== What the task asks ==
Return the passage of the article on the anti-lockdown rallies word for word, from "If lockdowns were" up to and including "spreading the virus.".

== Supplied text ==
━━━━━━━━━━
Anti-lockdown lunacy: from the elites to the streets

25 July 2021
Josh Lees

On the national day of “freedom rallies”, thousands of people protested in Sydney, Melbourne and Brisbane against both NSW’s lockdown and the national vaccination program, under the influence of a range of right-wing Trumpian anti-science conspiracy crap and social Darwinist individualism masquerading as the call for “freedom”.

If lockdowns were lifted now, it would mean letting the virus rip through NSW and Australia. We would quickly be seeing thousands of cases and huge numbers of hospitalisations and deaths. This would be the biggest attack on the working class, in the interests of profit, that Australian governments could have unleashed throughout this pandemic so far. It is precisely because the NSW government delayed its lockdown so long, and implemented it in a half-arsed way so as not to disrupt profits, that the outbreak shifted from the wealthy eastern suburbs. Now it's concentrated in the working class of south-west and western Sydney, where people’s jobs put them most at risk of catching and spreading the virus.

The pro-business, anti-lockdown call for “freedom” has been promoted by the NSW government for eighteen months, by the media, by business lobby groups, and shamefully by some trade unions and even sections of the left. It’s not uncommon to hear some Sydney leftists call the lockdown, the key measure stopping the virus spiralling out of control, an “attack on the working class”.
━━━━━━━━━━
Extracted records:
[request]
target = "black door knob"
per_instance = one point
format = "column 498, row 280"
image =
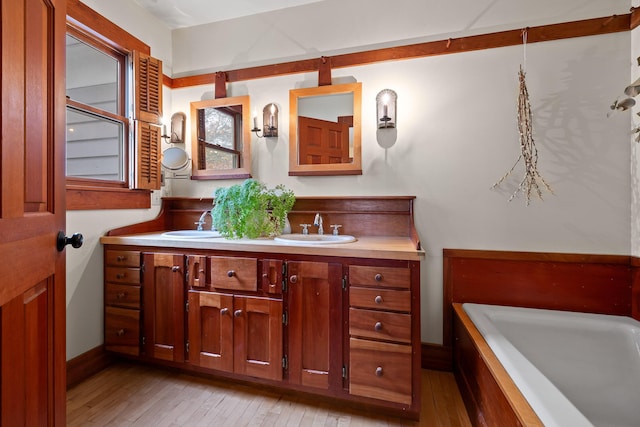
━━━━━━━━━━
== Answer to the exercise ==
If lockdowns were lifted now, it would mean letting the virus rip through NSW and Australia. We would quickly be seeing thousands of cases and huge numbers of hospitalisations and deaths. This would be the biggest attack on the working class, in the interests of profit, that Australian governments could have unleashed throughout this pandemic so far. It is precisely because the NSW government delayed its lockdown so long, and implemented it in a half-arsed way so as not to disrupt profits, that the outbreak shifted from the wealthy eastern suburbs. Now it's concentrated in the working class of south-west and western Sydney, where people’s jobs put them most at risk of catching and spreading the virus.